> **DOCUMENT PASSAGE**:
In a fourteenth variant, which is a variant of the thirteenth variant, the production parameter value includes a Tubing Head Pressure (THP) or a Choke value.
In a fifteenth variant, which is a variant of the thirteenth or fourteenth variant, the intermediate result comprises a Bottom Hole Flowing Pressure (BHFP) at the well.
In a sixteenth variant, which is a variant of any of the thirteenth to fifteenth variants, the zone-based intermediate result comprises one or more velocities of one of more phases at the well.
In a seventeenth variant, which is a variant of any of the thirteenth to sixteenth variants, the quantity result comprises one or more volumes of one or more phases, produced at the well during a simulation time step.
In an eighteenth variant, which is a variant of any of the thirteenth to seventeenth variants, the zone cell index for a zone comprising the well is identical or different than the cell index assigned to the well.
In a nineteenth variant, which is a variant of any of the thirteenth to eighteenth variants, the first data pipeline is identical to or different than the second data pipeline.
In a twentieth variant, which is a variant of any of the thirteenth to nineteenth variants, the processor comprises a Single Instruction, Multiple Data (SIMD) processor.
In a twenty-first variant, which is a variant of any of the thirteenth to twentieth variants, the processor is further configured, in parallel for each well of the group of wells, to compute, using the respective lane of the first data pipeline, a NPV result for the well based on the quantity result of the well.
In a twenty-second variant, which is a variant of any of the thirteenth to twenty-first variants, the first or second data pipeline is assigned to a thread of a plurality of threads.
In a twenty-third variant, the present disclosure provides a method for simulating the production of an oil field, comprising: receiving a plurality of production parameter data sets corresponding respectively to a plurality of scenarios, the plurality of scenarios each including one or more zones and a set of wells of the oil field, and the plurality of production parameter data sets each including a production parameter value for each well of the corresponding scenario; assigning each well of each scenario a cell index; assigning each zone of each scenario a zone cell index; aligning the plurality of production parameter data sets in a first one-dimensional array such that the production parameter value for each well of each scenario is stored in a respective cell of the first one-dimensional array, the respective cell having an index equal to the cell index assigned to the well; associating the cell index, for each well of each scenario, with a first dedicated computation unit of a plurality of computation units, wherein a computation unit of the plurality of computation units is a thread of a plurality of threads or a lane of a data pipeline; associating the zone cell index, for each zone of each scenario, with a second dedicated computation unit of the plurality of computation units; and in parallel, for each well of each scenario, computing an intermediate result for the well based on the production parameter value for the well; computing a zone-based intermediate result for the well based on previous results computed for each well of the zone; and computing a quantity result for the well based on the zone-based intermediate result.
The twenty-third variant can be combined with features of any of the second to twelfth and fourteenth to twenty-second variants described above as would be understood by a person skilled in the art based on the teachings herein.
The present application is related to U.S. application Ser. No. 12/816,940, filed on Jun. 16, 2010, now U.S. Pat. No. 8,412,501, and U.S. application Ser. No. 13/675,691, filed on Nov. 13, 2012, now U.S. Pat. No. 9,031,821, both of which are incorporated herein by reference in their entireties.

> **EXTRACTED DATA**:
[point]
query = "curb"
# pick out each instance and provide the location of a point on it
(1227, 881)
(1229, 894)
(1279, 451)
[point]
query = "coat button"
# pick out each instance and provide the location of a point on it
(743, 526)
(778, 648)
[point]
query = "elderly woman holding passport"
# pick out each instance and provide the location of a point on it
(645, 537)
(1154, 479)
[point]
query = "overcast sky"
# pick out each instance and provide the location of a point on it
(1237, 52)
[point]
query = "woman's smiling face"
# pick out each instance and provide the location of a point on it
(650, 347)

--

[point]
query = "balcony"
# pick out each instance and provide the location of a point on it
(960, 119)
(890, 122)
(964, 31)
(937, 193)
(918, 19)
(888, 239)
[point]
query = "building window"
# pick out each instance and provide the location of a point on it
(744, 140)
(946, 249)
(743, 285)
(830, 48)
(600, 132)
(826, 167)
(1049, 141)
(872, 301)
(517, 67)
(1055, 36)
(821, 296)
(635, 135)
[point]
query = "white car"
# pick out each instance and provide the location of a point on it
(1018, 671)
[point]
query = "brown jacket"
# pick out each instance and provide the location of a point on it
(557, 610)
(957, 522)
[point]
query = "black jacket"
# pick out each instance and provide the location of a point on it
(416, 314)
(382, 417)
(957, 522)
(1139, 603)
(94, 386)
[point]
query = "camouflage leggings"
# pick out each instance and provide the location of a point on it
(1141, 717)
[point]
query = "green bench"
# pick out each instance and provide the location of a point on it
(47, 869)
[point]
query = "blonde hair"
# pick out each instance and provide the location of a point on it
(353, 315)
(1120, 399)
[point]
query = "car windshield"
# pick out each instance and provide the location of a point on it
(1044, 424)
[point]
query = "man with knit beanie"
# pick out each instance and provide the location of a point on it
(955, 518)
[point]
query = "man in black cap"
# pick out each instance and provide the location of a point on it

> **THE REQUEST**: List each abbreviation in the patent passage that appears in parentheses right after its full term, along with that full term.

> **RESULT FOR THIS EXERCISE**:
THP: Tubing Head Pressure
BHFP: Bottom Hole Flowing Pressure
SIMD: Single Instruction, Multiple Data